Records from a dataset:
····················
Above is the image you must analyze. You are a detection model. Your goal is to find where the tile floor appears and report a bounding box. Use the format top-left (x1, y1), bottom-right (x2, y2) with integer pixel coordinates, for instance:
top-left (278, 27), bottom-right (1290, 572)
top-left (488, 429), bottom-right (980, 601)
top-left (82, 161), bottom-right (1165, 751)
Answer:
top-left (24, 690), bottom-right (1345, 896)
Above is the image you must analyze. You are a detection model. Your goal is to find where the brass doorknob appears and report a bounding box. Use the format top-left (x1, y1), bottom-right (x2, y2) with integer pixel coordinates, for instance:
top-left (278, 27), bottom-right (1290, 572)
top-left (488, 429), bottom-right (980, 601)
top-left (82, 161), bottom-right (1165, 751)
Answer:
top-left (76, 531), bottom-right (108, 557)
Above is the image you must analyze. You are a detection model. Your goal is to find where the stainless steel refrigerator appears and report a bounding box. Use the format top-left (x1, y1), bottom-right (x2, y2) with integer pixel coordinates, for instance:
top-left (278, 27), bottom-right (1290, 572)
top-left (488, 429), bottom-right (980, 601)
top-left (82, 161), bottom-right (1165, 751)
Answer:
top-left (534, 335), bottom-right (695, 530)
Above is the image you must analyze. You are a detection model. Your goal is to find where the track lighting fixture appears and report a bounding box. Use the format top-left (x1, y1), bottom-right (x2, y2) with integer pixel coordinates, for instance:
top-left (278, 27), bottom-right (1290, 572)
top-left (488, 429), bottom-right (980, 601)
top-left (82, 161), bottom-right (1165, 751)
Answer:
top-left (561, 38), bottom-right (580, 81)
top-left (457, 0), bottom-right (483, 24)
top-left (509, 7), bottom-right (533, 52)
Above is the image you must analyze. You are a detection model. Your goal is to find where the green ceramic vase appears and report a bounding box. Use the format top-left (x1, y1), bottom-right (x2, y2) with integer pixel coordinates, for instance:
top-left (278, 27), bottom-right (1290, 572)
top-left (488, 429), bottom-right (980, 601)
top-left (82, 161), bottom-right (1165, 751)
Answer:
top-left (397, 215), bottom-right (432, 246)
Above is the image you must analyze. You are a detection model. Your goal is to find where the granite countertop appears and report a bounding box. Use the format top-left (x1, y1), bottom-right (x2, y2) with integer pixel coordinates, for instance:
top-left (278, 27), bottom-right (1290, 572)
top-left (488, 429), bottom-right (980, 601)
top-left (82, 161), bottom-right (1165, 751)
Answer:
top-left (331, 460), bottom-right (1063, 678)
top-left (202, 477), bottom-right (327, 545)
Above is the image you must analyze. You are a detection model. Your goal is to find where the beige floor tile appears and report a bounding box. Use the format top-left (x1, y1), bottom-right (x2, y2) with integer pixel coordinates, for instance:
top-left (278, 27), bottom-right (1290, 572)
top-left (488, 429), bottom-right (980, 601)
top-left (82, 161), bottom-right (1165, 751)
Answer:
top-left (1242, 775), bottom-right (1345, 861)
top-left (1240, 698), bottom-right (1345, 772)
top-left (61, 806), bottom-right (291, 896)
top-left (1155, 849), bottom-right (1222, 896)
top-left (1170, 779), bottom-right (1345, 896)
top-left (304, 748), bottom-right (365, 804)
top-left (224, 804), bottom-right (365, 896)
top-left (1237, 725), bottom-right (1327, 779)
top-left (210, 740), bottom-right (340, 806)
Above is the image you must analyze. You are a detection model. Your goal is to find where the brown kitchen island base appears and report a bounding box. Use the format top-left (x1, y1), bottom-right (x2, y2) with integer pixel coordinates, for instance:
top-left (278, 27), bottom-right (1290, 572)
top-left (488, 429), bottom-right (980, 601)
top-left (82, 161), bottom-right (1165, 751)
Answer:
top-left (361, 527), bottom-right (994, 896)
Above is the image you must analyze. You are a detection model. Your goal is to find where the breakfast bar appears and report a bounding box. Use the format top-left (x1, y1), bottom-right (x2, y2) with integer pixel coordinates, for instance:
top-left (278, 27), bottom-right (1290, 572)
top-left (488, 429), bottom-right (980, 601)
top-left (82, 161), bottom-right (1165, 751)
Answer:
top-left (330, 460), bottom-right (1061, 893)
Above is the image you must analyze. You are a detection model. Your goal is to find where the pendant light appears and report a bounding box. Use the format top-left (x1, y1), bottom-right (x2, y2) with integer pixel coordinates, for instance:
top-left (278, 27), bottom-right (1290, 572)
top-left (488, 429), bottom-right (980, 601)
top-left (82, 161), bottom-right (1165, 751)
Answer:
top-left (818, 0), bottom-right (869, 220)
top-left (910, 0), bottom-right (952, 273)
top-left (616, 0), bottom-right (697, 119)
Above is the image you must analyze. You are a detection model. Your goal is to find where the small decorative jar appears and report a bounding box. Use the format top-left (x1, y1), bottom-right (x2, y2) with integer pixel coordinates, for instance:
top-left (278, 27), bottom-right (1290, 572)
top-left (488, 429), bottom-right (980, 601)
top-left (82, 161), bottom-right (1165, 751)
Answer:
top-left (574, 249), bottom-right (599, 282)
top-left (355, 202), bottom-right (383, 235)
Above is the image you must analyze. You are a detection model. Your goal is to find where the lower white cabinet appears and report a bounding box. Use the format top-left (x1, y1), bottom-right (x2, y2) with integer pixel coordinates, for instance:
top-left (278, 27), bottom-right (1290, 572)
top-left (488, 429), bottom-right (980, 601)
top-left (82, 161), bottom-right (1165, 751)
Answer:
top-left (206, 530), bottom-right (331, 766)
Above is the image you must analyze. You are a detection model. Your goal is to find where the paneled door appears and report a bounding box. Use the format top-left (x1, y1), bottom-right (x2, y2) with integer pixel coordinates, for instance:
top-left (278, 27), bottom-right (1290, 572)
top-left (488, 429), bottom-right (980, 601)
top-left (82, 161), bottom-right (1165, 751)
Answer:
····················
> Prompt:
Please copy out every line of the material above word for word, in its original order.

> Response below:
Above is the image you must analyze. You are a detection model. Your goal is to find where the tile floor appears and report a bounding box. Use the format top-left (x1, y1), bottom-right (x2, y2) with integer pixel coordinates, for instance:
top-left (278, 27), bottom-right (1290, 572)
top-left (488, 429), bottom-right (980, 601)
top-left (82, 161), bottom-right (1165, 751)
Answer:
top-left (24, 690), bottom-right (1345, 896)
Above is the image you must analyze. You are a detection model. Your goal is to find where the brass doorknob appears and report a bounding box. Use the format top-left (x1, y1), bottom-right (x2, y2) with integer pixel coordinates, for instance:
top-left (278, 27), bottom-right (1290, 572)
top-left (488, 429), bottom-right (980, 601)
top-left (82, 161), bottom-right (1165, 751)
Answer:
top-left (76, 531), bottom-right (108, 557)
Above is the image you must analyze. You are a detection model. Your goal is to find where the stainless steel refrigerator appears and report a bounding box. Use the format top-left (x1, y1), bottom-right (x2, y2) with integer pixel coordinates, for instance:
top-left (278, 27), bottom-right (1290, 572)
top-left (488, 429), bottom-right (980, 601)
top-left (82, 161), bottom-right (1165, 751)
Answer:
top-left (534, 335), bottom-right (695, 530)
Above is the image you must analyze. You are a detection model. Your goal is to find where the track lighting fixture appears and report a bounding box. Use the format top-left (x1, y1), bottom-right (x2, y2) with integer pixel coordinates, for instance:
top-left (278, 27), bottom-right (1290, 572)
top-left (488, 429), bottom-right (980, 601)
top-left (82, 161), bottom-right (1165, 751)
Answer:
top-left (561, 38), bottom-right (580, 81)
top-left (457, 0), bottom-right (483, 24)
top-left (509, 7), bottom-right (533, 52)
Above is the image you must analyze. You are a detection model. Your goal is to find where the green ceramic vase appears and report a bounding box. Use the format top-left (x1, y1), bottom-right (x2, y2) with integer pixel coordinates, for instance:
top-left (278, 27), bottom-right (1290, 572)
top-left (488, 429), bottom-right (980, 601)
top-left (82, 161), bottom-right (1165, 751)
Answer:
top-left (397, 215), bottom-right (432, 246)
Above is the image you must analyze. You are a detection model. Your goal is to find where the granite countertop appears and report a bounding box. Use the format top-left (x1, y1), bottom-right (x2, y2) with integer pixel coordinates, for instance:
top-left (278, 27), bottom-right (1290, 572)
top-left (488, 429), bottom-right (980, 601)
top-left (82, 161), bottom-right (1165, 751)
Answer:
top-left (331, 460), bottom-right (1063, 678)
top-left (202, 477), bottom-right (327, 545)
Above is the image you must analyze. You are a detection model. Your goal is to find where the beige floor tile appears and report a bounding box. Use the format top-left (x1, y1), bottom-right (x2, y2) with integer pixel coordinates, for instance:
top-left (278, 27), bottom-right (1290, 572)
top-left (488, 429), bottom-right (980, 601)
top-left (82, 161), bottom-right (1165, 751)
Answer:
top-left (1242, 775), bottom-right (1345, 861)
top-left (1240, 698), bottom-right (1345, 772)
top-left (61, 806), bottom-right (291, 896)
top-left (1155, 849), bottom-right (1222, 896)
top-left (1170, 779), bottom-right (1345, 896)
top-left (304, 748), bottom-right (365, 804)
top-left (224, 804), bottom-right (365, 896)
top-left (1237, 725), bottom-right (1327, 779)
top-left (210, 740), bottom-right (340, 806)
Above is the image you must analyze. You are a detection model. Your goal is to find where the brown kitchen island base appears and report a bounding box. Use the format top-left (x1, y1), bottom-right (x2, y2) with integer pixel coordinates, for instance:
top-left (278, 27), bottom-right (1290, 572)
top-left (488, 429), bottom-right (980, 601)
top-left (82, 161), bottom-right (1165, 751)
Answer:
top-left (361, 527), bottom-right (994, 896)
Above is the image you must analyze. You are a detection model. Your goal is to find where the breakfast bar appears and report a bounding box. Use the format top-left (x1, y1), bottom-right (x2, y2) with integer pixel coordinates, for instance:
top-left (278, 27), bottom-right (1290, 572)
top-left (488, 429), bottom-right (980, 601)
top-left (82, 161), bottom-right (1165, 751)
Answer:
top-left (330, 460), bottom-right (1061, 893)
Above is the image you must analyze. You are a detection model. Your goal is to find where the pendant light appears and report a bounding box. Use the format top-left (x1, y1), bottom-right (x2, y2) with integer pixel coordinates, for instance:
top-left (278, 27), bottom-right (1290, 572)
top-left (488, 429), bottom-right (980, 601)
top-left (82, 161), bottom-right (1165, 751)
Answer:
top-left (818, 0), bottom-right (869, 220)
top-left (910, 0), bottom-right (952, 273)
top-left (616, 0), bottom-right (697, 119)
Above is the image you must analyze. You are a detection model. Your goal is to find where the small decorative jar appears and report a bounding box. Use the format top-left (x1, y1), bottom-right (x2, y2) with integer pixel coordinates, for instance:
top-left (278, 27), bottom-right (1290, 572)
top-left (488, 429), bottom-right (980, 601)
top-left (82, 161), bottom-right (1165, 751)
Answer:
top-left (574, 249), bottom-right (599, 282)
top-left (355, 202), bottom-right (383, 235)
Above is the image you must analyze. You are a detection model. Your goal is to find where the lower white cabinet appears and report a bounding box. Use the format top-left (x1, y1), bottom-right (x2, y2) with integer pixel coordinates, for instance:
top-left (278, 27), bottom-right (1290, 572)
top-left (488, 429), bottom-right (980, 601)
top-left (82, 161), bottom-right (1165, 751)
Answer:
top-left (206, 530), bottom-right (331, 766)
Above is the image you must analyze. You are a detection model. Your goal is to find where the paneled door appears and report a bounding box. Use the format top-left (x1, y1), bottom-right (x2, y2) with integer pixel coordinates, for instance:
top-left (278, 27), bottom-right (1290, 572)
top-left (488, 429), bottom-right (980, 601)
top-left (82, 161), bottom-right (1165, 751)
Answer:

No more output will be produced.